▶ **Data listing**:
[START]
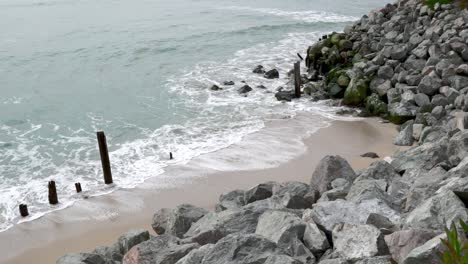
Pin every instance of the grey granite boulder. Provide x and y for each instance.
(196, 256)
(314, 238)
(241, 248)
(158, 250)
(425, 156)
(230, 200)
(426, 253)
(131, 239)
(329, 214)
(405, 137)
(82, 258)
(281, 259)
(287, 231)
(214, 226)
(429, 85)
(329, 169)
(176, 221)
(402, 242)
(280, 227)
(368, 190)
(379, 170)
(358, 241)
(375, 260)
(259, 192)
(438, 212)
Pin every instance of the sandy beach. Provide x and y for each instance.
(100, 220)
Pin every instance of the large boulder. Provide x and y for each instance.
(356, 92)
(375, 106)
(358, 241)
(405, 137)
(158, 250)
(379, 170)
(293, 195)
(231, 200)
(426, 253)
(286, 230)
(314, 238)
(82, 258)
(241, 248)
(425, 156)
(329, 169)
(116, 251)
(402, 242)
(368, 190)
(429, 85)
(438, 212)
(176, 221)
(196, 256)
(214, 226)
(281, 259)
(259, 192)
(272, 74)
(329, 214)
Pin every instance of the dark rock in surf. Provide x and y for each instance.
(215, 88)
(371, 155)
(259, 70)
(271, 74)
(244, 89)
(285, 95)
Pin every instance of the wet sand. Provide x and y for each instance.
(100, 220)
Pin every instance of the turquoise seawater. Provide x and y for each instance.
(140, 70)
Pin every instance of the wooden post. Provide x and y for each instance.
(78, 187)
(24, 210)
(53, 199)
(104, 157)
(297, 79)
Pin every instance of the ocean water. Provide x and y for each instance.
(140, 70)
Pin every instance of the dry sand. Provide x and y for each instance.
(100, 220)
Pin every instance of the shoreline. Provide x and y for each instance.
(100, 220)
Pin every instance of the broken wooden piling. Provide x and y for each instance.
(23, 210)
(53, 199)
(103, 151)
(297, 79)
(78, 187)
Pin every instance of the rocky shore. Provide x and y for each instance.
(407, 63)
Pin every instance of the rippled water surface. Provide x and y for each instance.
(140, 70)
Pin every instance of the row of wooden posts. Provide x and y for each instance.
(104, 152)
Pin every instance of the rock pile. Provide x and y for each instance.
(404, 61)
(388, 212)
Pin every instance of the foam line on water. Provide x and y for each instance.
(310, 16)
(223, 118)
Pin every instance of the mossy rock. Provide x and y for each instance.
(335, 91)
(375, 106)
(334, 74)
(356, 92)
(426, 108)
(345, 44)
(343, 80)
(335, 38)
(398, 120)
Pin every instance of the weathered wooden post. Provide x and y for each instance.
(53, 199)
(104, 157)
(24, 210)
(297, 79)
(78, 187)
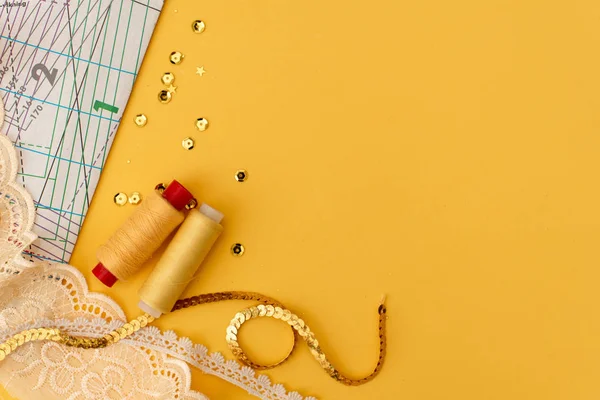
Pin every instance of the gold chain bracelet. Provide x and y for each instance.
(269, 307)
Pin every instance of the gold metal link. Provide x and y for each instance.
(268, 307)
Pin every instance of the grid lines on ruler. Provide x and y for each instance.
(65, 67)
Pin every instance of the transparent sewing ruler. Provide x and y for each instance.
(67, 68)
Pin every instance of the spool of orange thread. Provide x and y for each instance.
(180, 261)
(142, 234)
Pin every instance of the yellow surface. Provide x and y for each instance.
(444, 153)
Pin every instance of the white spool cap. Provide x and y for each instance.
(211, 213)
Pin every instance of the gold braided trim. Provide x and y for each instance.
(269, 308)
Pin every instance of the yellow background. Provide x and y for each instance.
(444, 153)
[END]
▶ **Required task**:
Swap "Pin every instance of" for "Mark every occurrence of" everywhere in the data above and reproduce all of it with nothing else changed. Leave the pictures out of your answer.

▶ **Correct response**:
Mark every occurrence of the grey granite boulder. Provide x and y for each instance.
(196, 256)
(314, 238)
(241, 248)
(158, 250)
(425, 156)
(230, 200)
(426, 253)
(131, 239)
(329, 214)
(405, 137)
(82, 258)
(281, 259)
(287, 231)
(214, 226)
(429, 85)
(329, 169)
(176, 221)
(402, 242)
(280, 227)
(368, 190)
(379, 170)
(358, 241)
(375, 260)
(259, 192)
(438, 212)
Mark every occurrence of the sandy beach. Provide x and y for each instance.
(100, 220)
Mark every occurrence of the large boulder. Provide x and y for each instance.
(356, 92)
(375, 106)
(358, 241)
(405, 137)
(158, 250)
(379, 170)
(293, 195)
(231, 200)
(426, 253)
(286, 230)
(314, 238)
(82, 258)
(241, 248)
(425, 156)
(329, 169)
(116, 251)
(402, 242)
(368, 190)
(429, 85)
(438, 212)
(176, 221)
(196, 256)
(214, 226)
(281, 259)
(259, 192)
(272, 74)
(329, 214)
Mark every occurrence of the dark rock in surf. Provide x and y for each instance.
(215, 88)
(371, 155)
(259, 70)
(271, 74)
(244, 89)
(285, 95)
Mark every occurrence of the wet sand. Provide x and y for each instance.
(100, 220)
Mark every occurrence of the turquoise seawater. Provide x and y for each instance.
(140, 70)
Mark every occurrence of the wooden post. Provide x and y for each instance.
(78, 187)
(24, 210)
(53, 199)
(104, 157)
(297, 79)
Mark every occurrence of the ocean water. Provide x and y for each instance.
(140, 70)
Mark every occurrence of the dry sand. Provide x and y for each instance.
(100, 220)
Mark every occurrence of the shoreline. Provide x and y for each instance.
(100, 220)
Mark every occurrence of the broken wooden piling. Provide x and y for each instance.
(23, 210)
(53, 199)
(103, 151)
(297, 79)
(78, 187)
Mark every occurrence of the rocky shore. Provide x and y for each instance.
(407, 63)
Mark every occurrence of the rippled water surface. Provide x and y for each instance.
(140, 70)
Mark every occurrence of the row of wooden posts. Provide x and y for each instance.
(104, 152)
Mark every occurrence of the rock pile. Provide x and y for each instance.
(404, 61)
(388, 212)
Mark every occurrence of the foam line on water. Provide x and y for each instance.
(310, 16)
(223, 118)
Mark every occurrence of the mossy rock. Provide x and y for each instance.
(335, 91)
(375, 106)
(334, 74)
(356, 92)
(426, 108)
(345, 44)
(343, 80)
(335, 38)
(398, 120)
Mark every occurrence of the weathered wooden post. Provide x and y for each instance.
(53, 199)
(104, 157)
(24, 210)
(297, 79)
(78, 187)
Mark every occurrence of the gold chain bracelet. Provide x and y for each instance.
(269, 307)
Mark every occurrence of the gold metal link. Provide x and y for each instance.
(268, 307)
Mark every occurrence of the grid lines on ruler. Provide x and y for each instance.
(65, 67)
Mark every occurrence of the transparent sewing ruler. Provide x and y for each instance.
(67, 68)
Mark every occurrence of the spool of orange thread. Provide x and y for each instance.
(180, 261)
(142, 234)
Mark every occurrence of the yellow surface. Provide x and y for each instance.
(444, 153)
Mark every occurrence of the white spool cap. Provide x and y for each instance.
(211, 213)
Mark every occurrence of the gold braided trim. Provide x and y for each instance.
(269, 308)
Mark every occurrence of the yellow background. Provide x and y for each instance.
(444, 153)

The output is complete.